(Recorded data)
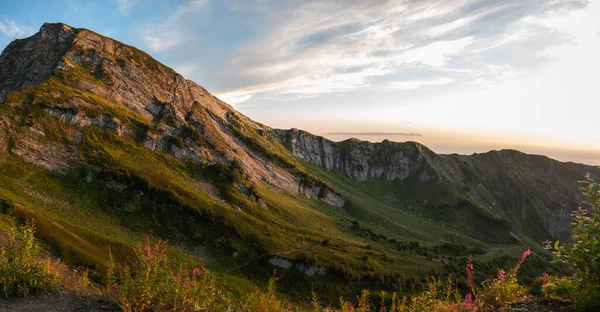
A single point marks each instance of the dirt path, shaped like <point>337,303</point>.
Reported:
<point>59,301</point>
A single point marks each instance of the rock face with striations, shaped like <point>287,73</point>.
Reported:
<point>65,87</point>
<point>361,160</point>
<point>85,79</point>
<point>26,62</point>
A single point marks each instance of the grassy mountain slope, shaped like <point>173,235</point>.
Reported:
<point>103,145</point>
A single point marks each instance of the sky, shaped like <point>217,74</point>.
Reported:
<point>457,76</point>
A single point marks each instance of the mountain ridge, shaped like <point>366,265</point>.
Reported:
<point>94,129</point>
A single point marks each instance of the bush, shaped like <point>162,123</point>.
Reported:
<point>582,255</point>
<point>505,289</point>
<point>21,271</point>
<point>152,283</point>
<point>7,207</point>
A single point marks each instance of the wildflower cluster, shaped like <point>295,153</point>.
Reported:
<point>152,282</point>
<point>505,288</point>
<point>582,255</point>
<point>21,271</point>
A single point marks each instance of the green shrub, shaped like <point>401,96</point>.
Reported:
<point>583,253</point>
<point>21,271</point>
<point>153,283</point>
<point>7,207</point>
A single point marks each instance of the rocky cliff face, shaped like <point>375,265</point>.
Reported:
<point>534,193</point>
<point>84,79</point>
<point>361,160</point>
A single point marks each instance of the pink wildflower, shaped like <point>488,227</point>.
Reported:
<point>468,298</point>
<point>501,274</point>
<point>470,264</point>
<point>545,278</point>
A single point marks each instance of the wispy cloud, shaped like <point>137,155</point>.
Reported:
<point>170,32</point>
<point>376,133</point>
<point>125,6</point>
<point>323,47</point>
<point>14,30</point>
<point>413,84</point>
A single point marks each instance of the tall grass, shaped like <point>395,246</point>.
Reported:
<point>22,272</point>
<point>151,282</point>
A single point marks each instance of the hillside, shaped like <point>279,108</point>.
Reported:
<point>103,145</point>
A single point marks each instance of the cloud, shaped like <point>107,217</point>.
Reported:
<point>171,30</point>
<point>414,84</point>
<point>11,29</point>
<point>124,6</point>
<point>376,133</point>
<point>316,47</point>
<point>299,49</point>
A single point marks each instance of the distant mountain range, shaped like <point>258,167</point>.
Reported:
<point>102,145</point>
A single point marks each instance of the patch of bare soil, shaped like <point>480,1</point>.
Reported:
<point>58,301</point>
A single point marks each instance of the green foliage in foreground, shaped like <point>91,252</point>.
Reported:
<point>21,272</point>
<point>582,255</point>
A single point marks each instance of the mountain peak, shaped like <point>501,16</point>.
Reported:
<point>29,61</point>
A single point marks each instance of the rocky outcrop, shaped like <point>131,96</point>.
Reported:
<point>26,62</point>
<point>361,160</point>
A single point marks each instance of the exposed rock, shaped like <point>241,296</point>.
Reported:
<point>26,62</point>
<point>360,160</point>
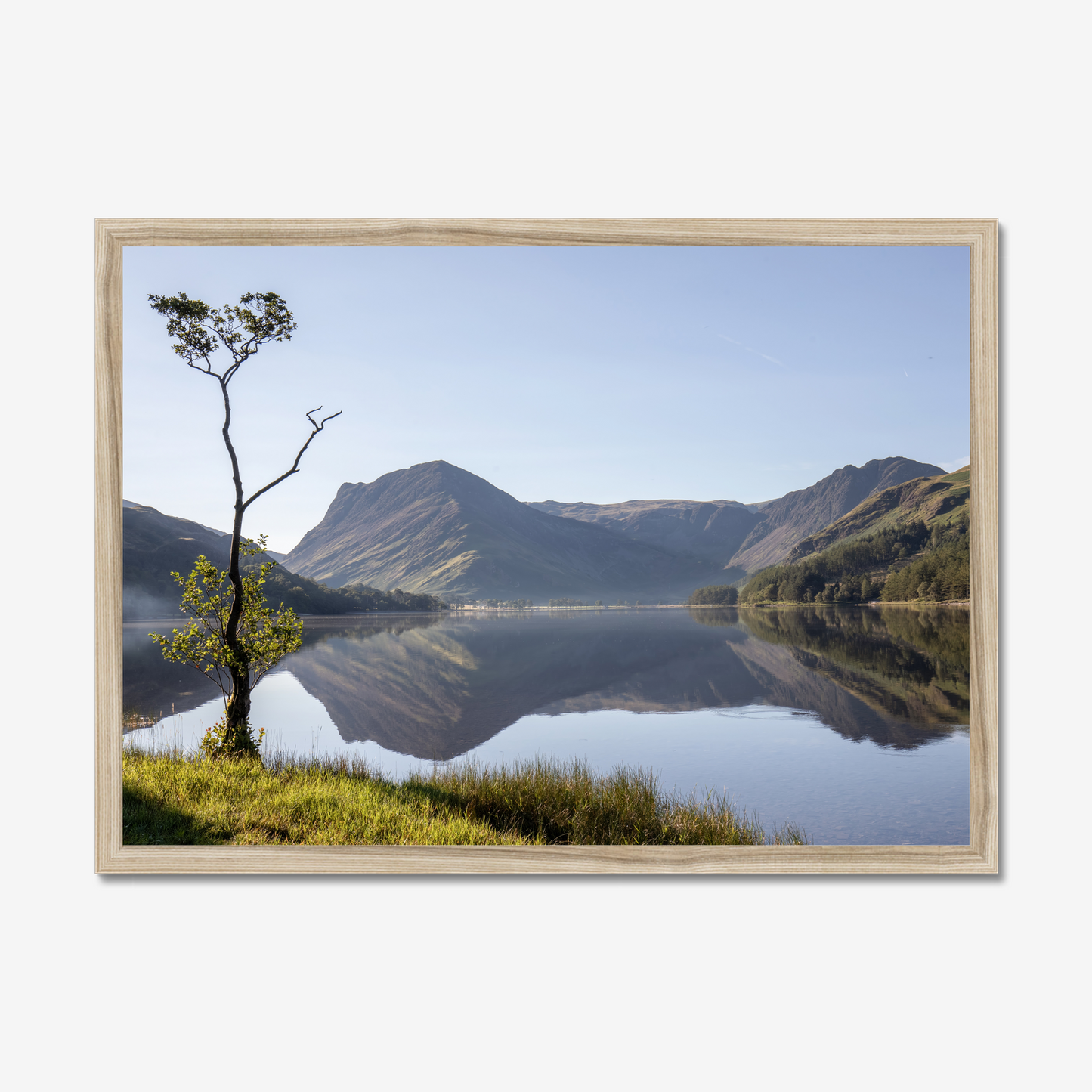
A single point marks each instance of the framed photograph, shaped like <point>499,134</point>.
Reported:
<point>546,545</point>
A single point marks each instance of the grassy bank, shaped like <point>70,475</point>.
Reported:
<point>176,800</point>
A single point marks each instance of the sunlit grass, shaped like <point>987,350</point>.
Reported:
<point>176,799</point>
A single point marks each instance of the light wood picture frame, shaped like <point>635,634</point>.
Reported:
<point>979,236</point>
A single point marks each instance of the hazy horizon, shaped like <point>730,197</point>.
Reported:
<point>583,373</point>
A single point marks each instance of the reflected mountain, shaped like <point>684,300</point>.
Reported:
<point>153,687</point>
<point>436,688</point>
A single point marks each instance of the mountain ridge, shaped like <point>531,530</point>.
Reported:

§ What needs to be done: Go through the records and report each line that contains "wildflower".

§ Task result:
A single point marks each instance of the wildflower cluster, shaped like <point>295,153</point>.
A single point marks each instance of the pink wildflower, shaped like <point>488,227</point>.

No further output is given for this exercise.